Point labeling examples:
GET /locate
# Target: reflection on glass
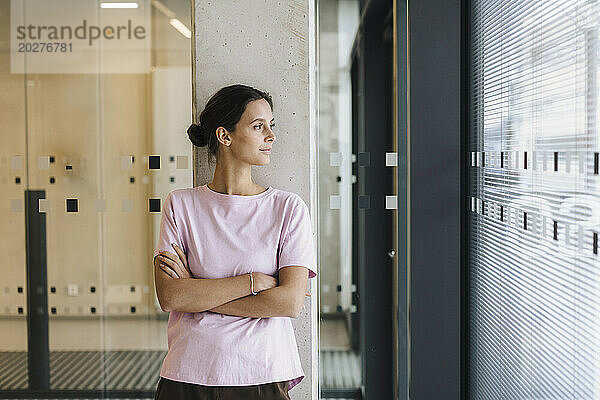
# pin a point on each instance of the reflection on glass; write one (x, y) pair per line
(534, 272)
(104, 138)
(340, 361)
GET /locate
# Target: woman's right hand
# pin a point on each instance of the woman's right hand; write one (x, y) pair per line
(263, 281)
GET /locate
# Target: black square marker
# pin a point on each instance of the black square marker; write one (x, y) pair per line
(364, 202)
(364, 159)
(72, 205)
(154, 205)
(153, 162)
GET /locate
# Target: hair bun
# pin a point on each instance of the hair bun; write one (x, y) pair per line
(197, 135)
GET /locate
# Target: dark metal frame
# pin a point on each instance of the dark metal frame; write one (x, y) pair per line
(435, 159)
(373, 136)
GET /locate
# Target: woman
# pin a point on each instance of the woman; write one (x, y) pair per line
(232, 264)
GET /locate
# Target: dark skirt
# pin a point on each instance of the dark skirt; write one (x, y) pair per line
(173, 390)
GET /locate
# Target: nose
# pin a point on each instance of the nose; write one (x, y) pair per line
(271, 136)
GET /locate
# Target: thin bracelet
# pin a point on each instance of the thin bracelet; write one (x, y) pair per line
(252, 285)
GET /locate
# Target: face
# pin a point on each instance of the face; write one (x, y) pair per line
(252, 133)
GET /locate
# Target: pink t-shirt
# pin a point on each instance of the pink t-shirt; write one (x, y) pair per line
(223, 236)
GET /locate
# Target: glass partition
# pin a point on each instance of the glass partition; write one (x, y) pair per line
(96, 101)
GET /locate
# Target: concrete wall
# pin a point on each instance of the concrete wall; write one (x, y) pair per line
(271, 46)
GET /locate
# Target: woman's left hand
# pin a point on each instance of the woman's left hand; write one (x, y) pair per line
(175, 265)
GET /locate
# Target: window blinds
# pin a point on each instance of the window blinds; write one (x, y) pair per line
(534, 269)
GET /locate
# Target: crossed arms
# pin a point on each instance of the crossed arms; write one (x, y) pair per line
(231, 296)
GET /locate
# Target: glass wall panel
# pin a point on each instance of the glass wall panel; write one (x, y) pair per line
(93, 130)
(534, 200)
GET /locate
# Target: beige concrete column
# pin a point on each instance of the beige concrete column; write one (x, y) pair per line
(270, 45)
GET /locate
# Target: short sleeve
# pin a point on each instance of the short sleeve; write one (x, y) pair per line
(169, 232)
(297, 245)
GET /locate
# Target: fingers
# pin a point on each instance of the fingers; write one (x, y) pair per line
(181, 254)
(170, 256)
(168, 270)
(171, 265)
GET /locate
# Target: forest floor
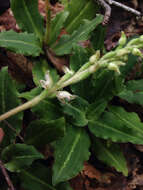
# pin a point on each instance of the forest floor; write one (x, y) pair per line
(95, 174)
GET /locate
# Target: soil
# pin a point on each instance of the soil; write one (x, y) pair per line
(95, 175)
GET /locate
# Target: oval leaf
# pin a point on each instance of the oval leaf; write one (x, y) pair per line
(111, 155)
(83, 32)
(41, 132)
(27, 16)
(119, 126)
(18, 156)
(70, 154)
(8, 100)
(22, 43)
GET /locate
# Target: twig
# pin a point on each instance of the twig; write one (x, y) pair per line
(129, 9)
(7, 178)
(108, 9)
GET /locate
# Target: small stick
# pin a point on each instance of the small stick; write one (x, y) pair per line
(7, 178)
(129, 9)
(13, 129)
(107, 10)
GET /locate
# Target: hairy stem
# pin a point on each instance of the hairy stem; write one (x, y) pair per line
(25, 106)
(48, 21)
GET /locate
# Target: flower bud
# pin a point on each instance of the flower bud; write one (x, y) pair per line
(47, 83)
(94, 57)
(137, 52)
(67, 70)
(123, 39)
(114, 67)
(64, 96)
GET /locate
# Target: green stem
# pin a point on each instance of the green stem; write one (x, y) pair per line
(48, 22)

§ **TASK PROMPT**
Reproduce the data word for word, excluding its pictures.

§ **OUTPUT FOR THIS TASK**
GET /locate
# Target: reflection on glass
# pin a point on each instance of the reflection on glass; write one (x, y) pair per line
(534, 272)
(104, 138)
(340, 361)
GET /locate
# Target: woman's right hand
# pin a point on each instance of the woman's right hand; write one (x, y) pair per line
(263, 281)
GET /locate
# Target: black square marker
# pin a point on each instance of the black square marker; write one (x, y) pair per line
(364, 202)
(364, 159)
(72, 205)
(154, 205)
(153, 162)
GET /locate
# Target: hair bun
# pin a point on each instance of the hair bun; write one (x, y) pair per line
(197, 135)
GET /locate
# Target: dark metal frame
# pin a point on each instance of the dark metal frame; write one (x, y) pair per line
(435, 159)
(373, 136)
GET /locate
# Target: woman
# pin a point on each instance of the woman; write one (x, y) pair per line
(232, 264)
GET /locate
# Target: dark skirt
# pin a point on each instance of the dark skirt; write one (x, y) pair per line
(173, 390)
GET /locate
# Target: nose
# pin a point on each instance of the nose; write one (x, y) pair per line
(271, 136)
GET /locate
# Target: thin bracelet
# pin a point on each instance of the thin bracelet; write one (x, y) pair per line
(252, 285)
GET /locate
# Target: face
# pin a point on each instance of the face; write one (x, y) pair per line
(252, 133)
GET /locate
# Target: pink t-shirt
# pin a point on each instance of the pink t-shirt; write one (x, y) pair per line
(223, 236)
GET /locate
# Target: glass partition
# pin a point on each instance of the glass partition; write one (x, y) pair per line
(96, 101)
GET /locate
# Target: concrete wall
# pin a point on each instance of the concrete wall; write one (x, y) pair per line
(271, 46)
GET /locate
# Target: woman's left hand
# pin a point on each instance of the woman's left hand; write one (x, y) pair per line
(175, 265)
GET /locate
# Target: window blinds
# pin a point on each instance of the window blinds; write one (x, y) pair per line
(534, 269)
GET /locate
# Target: crossed arms
# pin a point on each instance of the crossed arms; write one (x, y) pair per line
(231, 296)
GET /locate
# Target: glass wall panel
# pin a point on each instance of the glass wall panel; write one (x, y) pair per line
(93, 130)
(534, 200)
GET /locate
# Target: beige concrete column
# pin a point on each instance of the beige concrete column; write one (x, y) pair per line
(270, 45)
GET /locate
# Target: short sleeve
# pin a point on each instance of the short sleeve; write one (x, y) pair per line
(169, 232)
(297, 245)
GET /locate
# Target: fingers
# pin a point on each instance of the fingers; write one (x, y) pair per line
(181, 254)
(170, 256)
(168, 270)
(171, 265)
GET /locate
# Target: forest floor
# pin a point on each instance of the forest floor; write one (x, y) pair per line
(95, 174)
GET /locate
# Target: soil
# pin a point on each instance of the soil; write one (x, y) pair per line
(95, 175)
GET /locate
# Target: oval leaf
# pin a point on each instance of the oval leaf; write one (x, y) pair per line
(111, 155)
(83, 32)
(41, 132)
(27, 16)
(119, 126)
(18, 156)
(70, 154)
(8, 100)
(22, 43)
GET /locate
# Target: twig
# pin a point on each instance of the twig; write one (x, y) pair per line
(129, 9)
(7, 178)
(108, 9)
GET /locate
# Target: small stick
# pin a point on each instance of the small stick; write one (x, y) pair per line
(7, 178)
(129, 9)
(13, 129)
(107, 10)
GET /locate
# Target: hairy stem
# pin a point on each instance of the hairy stem; write one (x, y) pair per line
(25, 106)
(48, 21)
GET /locate
# Target: flower bud
# pin a point on each instance of the flower bud; write one (x, y) pair per line
(47, 83)
(94, 57)
(137, 52)
(67, 70)
(123, 39)
(114, 67)
(64, 96)
GET /locate
# Target: green stem
# pin a point on each instance of the green stem; write one (x, y) pair per line
(48, 22)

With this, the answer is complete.